Stream Processing

Patterns and technologies for real-time data processing, event streaming, and stream analytics.

When to Use This Skill

Designing real-time data pipelines
Choosing stream processing frameworks
Implementing event-driven architectures
Building real-time analytics
Understanding streaming vs batch trade-offs

Batch vs Streaming

Comparison

Aspect	Batch	Streaming
Latency	Minutes to hours	Milliseconds to seconds
Data	Bounded (finite)	Unbounded (infinite)
Processing	Process all at once	Process as it arrives
State	Recompute each run	Maintain continuously
Complexity	Lower	Higher
Cost	Often lower	Often higher

When to Use Streaming

Use streaming when:
- Real-time responses required (<1 minute)
- Events need immediate action (fraud, alerts)
- Data arrives continuously
- Users expect live updates
- Time-sensitive business decisions

Use batch when:
- Daily/hourly reports sufficient
- Complex transformations needed
- Cost optimization priority
- Historical analysis
- One-time processing

Stream Processing Concepts

Event Time vs Processing Time

Event Time: When event actually occurred
Processing Time: When event is processed

Example:
┌─────────────────────────────────────────────────────────┐
│ Event: Purchase at 10:00:00 (event time)                │
│ Network delay: 5 seconds                                │
│ Processing: 10:00:05 (processing time)                  │
└─────────────────────────────────────────────────────────┘

Why it matters:
- Late events need handling
- Ordering not guaranteed
- Watermarks track progress

Watermarks

Watermark = "All events before this time have arrived"

Event stream:
──[10:01]──[10:02]──[10:00]──[10:03]──[Watermark: 10:00]──

Allows system to:
- Know when window is complete
- Handle late events
- Balance latency vs completeness

Windows

Tumbling Window (fixed, non-overlapping):
|─────|─────|─────|
0     5    10    15 (seconds)

Sliding Window (fixed, overlapping):
|─────|
  |─────|
    |─────|
Size: 5s, Slide: 2s

Session Window (activity-based):
|──────|     |───────────|    |───|
User activity with gaps defines windows

Count Window:
Process every N events

State Management

Stateful operations require maintained state:
- Aggregations (sum, count, avg)
- Joins between streams
- Pattern detection
- Deduplication

State backends:
- In-memory (fast, limited)

# [Raw records]

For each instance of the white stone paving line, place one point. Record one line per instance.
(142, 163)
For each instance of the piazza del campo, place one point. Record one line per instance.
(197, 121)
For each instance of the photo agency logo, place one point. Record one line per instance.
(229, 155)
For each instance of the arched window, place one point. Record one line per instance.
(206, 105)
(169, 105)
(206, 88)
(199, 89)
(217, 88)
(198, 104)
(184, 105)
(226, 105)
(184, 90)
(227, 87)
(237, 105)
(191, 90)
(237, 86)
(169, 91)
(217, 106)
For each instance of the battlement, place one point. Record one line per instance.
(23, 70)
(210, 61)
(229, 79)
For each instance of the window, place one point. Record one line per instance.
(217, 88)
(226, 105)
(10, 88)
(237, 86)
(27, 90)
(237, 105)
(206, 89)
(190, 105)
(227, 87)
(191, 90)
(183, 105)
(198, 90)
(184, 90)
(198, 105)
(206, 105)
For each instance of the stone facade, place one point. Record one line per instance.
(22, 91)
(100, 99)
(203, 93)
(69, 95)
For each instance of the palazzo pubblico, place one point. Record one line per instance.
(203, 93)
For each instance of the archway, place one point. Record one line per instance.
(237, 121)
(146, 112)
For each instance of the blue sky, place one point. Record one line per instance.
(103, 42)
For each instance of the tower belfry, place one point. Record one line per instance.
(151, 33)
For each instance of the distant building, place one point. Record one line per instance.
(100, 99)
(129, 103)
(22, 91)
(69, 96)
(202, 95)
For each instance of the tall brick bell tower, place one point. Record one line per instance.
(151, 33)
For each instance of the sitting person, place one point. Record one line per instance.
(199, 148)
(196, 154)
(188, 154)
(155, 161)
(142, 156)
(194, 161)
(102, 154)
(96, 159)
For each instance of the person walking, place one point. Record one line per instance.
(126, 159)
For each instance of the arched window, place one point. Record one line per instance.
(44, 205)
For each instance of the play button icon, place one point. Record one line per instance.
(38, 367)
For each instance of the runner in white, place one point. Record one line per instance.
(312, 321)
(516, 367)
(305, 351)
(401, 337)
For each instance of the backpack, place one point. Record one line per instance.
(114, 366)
==
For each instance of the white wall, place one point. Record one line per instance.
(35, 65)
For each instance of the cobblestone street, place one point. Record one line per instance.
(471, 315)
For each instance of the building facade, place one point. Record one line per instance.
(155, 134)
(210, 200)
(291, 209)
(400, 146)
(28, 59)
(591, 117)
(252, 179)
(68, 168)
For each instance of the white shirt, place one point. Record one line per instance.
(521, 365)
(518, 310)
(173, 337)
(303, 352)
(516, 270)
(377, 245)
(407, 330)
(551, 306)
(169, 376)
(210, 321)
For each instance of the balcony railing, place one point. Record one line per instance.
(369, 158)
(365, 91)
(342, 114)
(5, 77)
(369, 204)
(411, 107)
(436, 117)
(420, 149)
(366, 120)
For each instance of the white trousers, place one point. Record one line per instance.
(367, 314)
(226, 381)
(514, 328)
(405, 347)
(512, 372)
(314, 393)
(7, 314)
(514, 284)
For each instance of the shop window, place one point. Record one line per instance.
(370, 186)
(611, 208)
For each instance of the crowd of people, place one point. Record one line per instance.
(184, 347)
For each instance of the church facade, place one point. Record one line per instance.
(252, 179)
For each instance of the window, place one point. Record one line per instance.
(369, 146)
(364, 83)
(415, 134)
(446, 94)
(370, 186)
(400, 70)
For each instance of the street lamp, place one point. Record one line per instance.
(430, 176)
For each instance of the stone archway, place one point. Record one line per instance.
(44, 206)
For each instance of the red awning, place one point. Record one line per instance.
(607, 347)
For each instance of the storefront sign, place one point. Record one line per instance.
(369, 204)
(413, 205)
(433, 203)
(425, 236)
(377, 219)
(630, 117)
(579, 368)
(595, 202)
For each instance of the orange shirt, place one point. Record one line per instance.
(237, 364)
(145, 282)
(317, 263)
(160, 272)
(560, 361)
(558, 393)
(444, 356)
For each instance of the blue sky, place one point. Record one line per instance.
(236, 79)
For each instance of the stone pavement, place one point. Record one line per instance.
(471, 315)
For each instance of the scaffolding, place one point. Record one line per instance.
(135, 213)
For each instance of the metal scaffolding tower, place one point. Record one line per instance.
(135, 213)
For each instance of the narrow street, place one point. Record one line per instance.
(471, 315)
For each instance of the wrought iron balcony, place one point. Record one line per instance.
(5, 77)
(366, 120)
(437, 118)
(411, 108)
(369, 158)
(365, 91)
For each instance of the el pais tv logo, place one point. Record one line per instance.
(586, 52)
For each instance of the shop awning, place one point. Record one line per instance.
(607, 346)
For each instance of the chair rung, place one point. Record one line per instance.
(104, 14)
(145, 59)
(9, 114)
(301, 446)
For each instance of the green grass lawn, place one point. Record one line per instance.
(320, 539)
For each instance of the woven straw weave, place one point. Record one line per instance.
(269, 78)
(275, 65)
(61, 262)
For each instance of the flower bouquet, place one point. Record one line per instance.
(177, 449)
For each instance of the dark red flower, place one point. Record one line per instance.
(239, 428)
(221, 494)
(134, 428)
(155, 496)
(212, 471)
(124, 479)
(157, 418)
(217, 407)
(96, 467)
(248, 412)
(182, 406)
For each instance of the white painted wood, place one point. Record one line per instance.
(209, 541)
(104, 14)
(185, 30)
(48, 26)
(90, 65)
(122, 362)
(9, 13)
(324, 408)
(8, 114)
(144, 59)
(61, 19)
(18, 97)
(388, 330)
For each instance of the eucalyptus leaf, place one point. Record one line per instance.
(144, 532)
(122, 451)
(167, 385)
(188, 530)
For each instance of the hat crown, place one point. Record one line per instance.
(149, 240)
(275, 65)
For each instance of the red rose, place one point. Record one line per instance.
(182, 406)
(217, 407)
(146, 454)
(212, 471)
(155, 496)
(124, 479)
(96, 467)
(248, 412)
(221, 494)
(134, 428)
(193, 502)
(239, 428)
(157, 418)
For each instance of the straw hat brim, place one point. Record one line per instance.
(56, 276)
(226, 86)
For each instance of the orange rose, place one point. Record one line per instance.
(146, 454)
--
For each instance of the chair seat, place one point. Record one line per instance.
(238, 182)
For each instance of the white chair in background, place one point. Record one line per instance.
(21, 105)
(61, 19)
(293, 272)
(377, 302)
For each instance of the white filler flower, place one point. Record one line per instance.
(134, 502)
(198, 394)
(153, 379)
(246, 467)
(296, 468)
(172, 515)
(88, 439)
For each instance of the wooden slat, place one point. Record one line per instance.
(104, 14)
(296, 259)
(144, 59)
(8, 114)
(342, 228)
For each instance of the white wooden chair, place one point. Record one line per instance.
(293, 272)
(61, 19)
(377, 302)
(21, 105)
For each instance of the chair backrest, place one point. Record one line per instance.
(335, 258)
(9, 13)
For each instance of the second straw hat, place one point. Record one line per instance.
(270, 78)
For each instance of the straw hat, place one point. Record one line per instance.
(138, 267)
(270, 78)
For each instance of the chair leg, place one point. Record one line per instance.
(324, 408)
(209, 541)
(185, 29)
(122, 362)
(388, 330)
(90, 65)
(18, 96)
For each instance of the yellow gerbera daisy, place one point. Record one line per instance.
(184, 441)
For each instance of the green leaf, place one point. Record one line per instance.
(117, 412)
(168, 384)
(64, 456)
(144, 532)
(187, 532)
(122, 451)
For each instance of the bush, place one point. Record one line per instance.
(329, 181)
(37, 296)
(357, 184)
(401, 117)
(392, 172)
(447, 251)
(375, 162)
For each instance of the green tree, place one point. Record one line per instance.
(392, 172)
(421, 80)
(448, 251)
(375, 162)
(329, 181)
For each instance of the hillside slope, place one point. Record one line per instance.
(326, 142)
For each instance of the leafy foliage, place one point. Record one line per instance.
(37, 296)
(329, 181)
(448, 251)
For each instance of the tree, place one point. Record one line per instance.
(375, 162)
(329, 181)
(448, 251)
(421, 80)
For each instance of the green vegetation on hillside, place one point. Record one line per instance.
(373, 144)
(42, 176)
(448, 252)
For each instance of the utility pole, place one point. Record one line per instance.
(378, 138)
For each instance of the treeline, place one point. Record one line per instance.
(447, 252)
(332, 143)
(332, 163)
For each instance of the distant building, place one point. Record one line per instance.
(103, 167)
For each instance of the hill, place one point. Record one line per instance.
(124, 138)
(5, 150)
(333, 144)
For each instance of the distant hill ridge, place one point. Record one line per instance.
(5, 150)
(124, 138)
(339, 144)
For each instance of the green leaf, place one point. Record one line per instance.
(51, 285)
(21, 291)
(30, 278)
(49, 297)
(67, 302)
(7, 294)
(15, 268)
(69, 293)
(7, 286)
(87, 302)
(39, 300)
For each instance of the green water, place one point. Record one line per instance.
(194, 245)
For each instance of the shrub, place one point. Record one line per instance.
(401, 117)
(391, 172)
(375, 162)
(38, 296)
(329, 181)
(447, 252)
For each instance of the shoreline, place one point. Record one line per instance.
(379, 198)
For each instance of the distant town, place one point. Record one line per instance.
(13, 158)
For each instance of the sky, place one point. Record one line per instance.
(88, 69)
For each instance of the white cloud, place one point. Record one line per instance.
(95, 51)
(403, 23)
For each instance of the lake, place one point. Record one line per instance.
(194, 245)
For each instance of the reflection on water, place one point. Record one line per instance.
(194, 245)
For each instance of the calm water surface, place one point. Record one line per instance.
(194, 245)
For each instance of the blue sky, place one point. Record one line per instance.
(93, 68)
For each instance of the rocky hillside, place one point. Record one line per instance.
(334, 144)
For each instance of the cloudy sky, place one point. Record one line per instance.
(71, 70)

# [Direction]
Please return, word for word, the part of the stream processing text that opens with the words containing "State Management" and closes with "In-memory (fast, limited)".

# [Written reply]
State Management

Stateful operations require maintained state:
- Aggregations (sum, count, avg)
- Joins between streams
- Pattern detection
- Deduplication

State backends:
- In-memory (fast, limited)